● **ASSIGNMENT**
The required output is the line with "Query: curved road" through the final line of the entries, each one exactly as it stands.

★ ★ ★

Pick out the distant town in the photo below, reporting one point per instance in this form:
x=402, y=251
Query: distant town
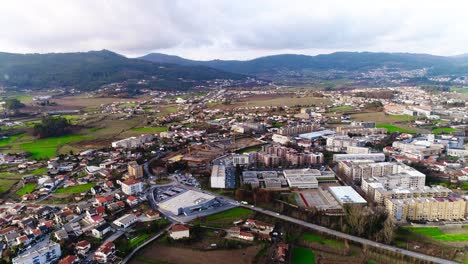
x=259, y=174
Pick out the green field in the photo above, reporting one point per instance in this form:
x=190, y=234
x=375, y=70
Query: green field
x=136, y=241
x=437, y=234
x=393, y=129
x=5, y=184
x=459, y=90
x=40, y=171
x=342, y=108
x=226, y=218
x=76, y=189
x=47, y=147
x=444, y=130
x=150, y=129
x=28, y=188
x=6, y=141
x=319, y=239
x=302, y=255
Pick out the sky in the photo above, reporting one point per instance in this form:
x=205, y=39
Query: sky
x=234, y=29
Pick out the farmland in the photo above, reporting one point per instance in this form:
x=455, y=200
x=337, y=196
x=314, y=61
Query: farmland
x=321, y=240
x=392, y=129
x=226, y=218
x=302, y=255
x=28, y=188
x=47, y=147
x=150, y=129
x=76, y=189
x=444, y=130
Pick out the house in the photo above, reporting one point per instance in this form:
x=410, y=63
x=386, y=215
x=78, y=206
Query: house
x=82, y=247
x=105, y=253
x=125, y=221
x=179, y=232
x=70, y=259
x=132, y=201
x=101, y=231
x=132, y=186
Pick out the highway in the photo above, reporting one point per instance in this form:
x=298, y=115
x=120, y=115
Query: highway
x=349, y=237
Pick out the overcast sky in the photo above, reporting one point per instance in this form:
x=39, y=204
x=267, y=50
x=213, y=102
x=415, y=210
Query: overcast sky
x=234, y=29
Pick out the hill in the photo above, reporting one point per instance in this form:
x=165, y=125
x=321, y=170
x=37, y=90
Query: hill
x=90, y=70
x=338, y=61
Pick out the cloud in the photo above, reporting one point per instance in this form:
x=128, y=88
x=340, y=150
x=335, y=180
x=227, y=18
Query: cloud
x=207, y=29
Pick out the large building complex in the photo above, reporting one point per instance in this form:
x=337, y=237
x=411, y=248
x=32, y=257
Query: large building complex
x=307, y=178
x=49, y=253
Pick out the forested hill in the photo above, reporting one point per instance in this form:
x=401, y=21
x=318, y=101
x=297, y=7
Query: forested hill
x=90, y=70
x=339, y=61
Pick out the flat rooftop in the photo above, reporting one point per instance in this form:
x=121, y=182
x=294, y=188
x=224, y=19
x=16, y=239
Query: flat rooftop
x=185, y=199
x=346, y=194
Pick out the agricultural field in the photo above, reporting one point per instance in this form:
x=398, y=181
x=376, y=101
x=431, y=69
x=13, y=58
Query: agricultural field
x=28, y=188
x=226, y=218
x=437, y=234
x=459, y=90
x=342, y=108
x=47, y=147
x=282, y=101
x=76, y=189
x=322, y=240
x=444, y=130
x=302, y=255
x=149, y=129
x=392, y=129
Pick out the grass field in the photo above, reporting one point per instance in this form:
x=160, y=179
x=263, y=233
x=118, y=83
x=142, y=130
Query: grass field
x=319, y=239
x=47, y=147
x=459, y=90
x=28, y=188
x=150, y=129
x=6, y=141
x=226, y=218
x=302, y=255
x=39, y=171
x=444, y=130
x=342, y=108
x=392, y=129
x=437, y=234
x=5, y=184
x=136, y=241
x=285, y=101
x=76, y=189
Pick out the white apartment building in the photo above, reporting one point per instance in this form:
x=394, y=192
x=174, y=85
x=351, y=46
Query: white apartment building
x=132, y=186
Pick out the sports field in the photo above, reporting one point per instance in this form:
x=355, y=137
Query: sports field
x=47, y=147
x=76, y=189
x=302, y=255
x=393, y=129
x=437, y=234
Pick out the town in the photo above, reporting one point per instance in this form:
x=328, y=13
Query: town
x=235, y=168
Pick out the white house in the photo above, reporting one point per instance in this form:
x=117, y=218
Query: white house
x=179, y=232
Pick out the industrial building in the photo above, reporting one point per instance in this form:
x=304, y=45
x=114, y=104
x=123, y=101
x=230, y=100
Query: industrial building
x=188, y=202
x=346, y=195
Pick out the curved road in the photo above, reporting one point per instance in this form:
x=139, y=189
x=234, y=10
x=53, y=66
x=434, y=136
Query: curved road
x=349, y=237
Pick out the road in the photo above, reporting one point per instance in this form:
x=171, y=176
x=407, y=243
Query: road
x=349, y=237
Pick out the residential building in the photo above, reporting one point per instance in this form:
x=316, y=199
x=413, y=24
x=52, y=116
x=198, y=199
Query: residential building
x=132, y=187
x=179, y=231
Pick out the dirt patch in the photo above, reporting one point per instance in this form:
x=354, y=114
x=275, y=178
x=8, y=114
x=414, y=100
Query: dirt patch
x=155, y=253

★ ★ ★

● **ANSWER FOR THIS EXERCISE**
Query: curved road
x=349, y=237
Pick out the road in the photo above, reporting one point per instance in this form:
x=171, y=176
x=407, y=243
Query: road
x=349, y=237
Pick out the residential building in the photo above, reporting one point per instance in this form:
x=316, y=199
x=413, y=24
x=52, y=116
x=198, y=199
Query: residential building
x=132, y=187
x=179, y=231
Pick out the dirt patch in the photo above, reporting one point per instance in this form:
x=354, y=114
x=275, y=178
x=8, y=114
x=414, y=100
Query: dirt patch
x=155, y=253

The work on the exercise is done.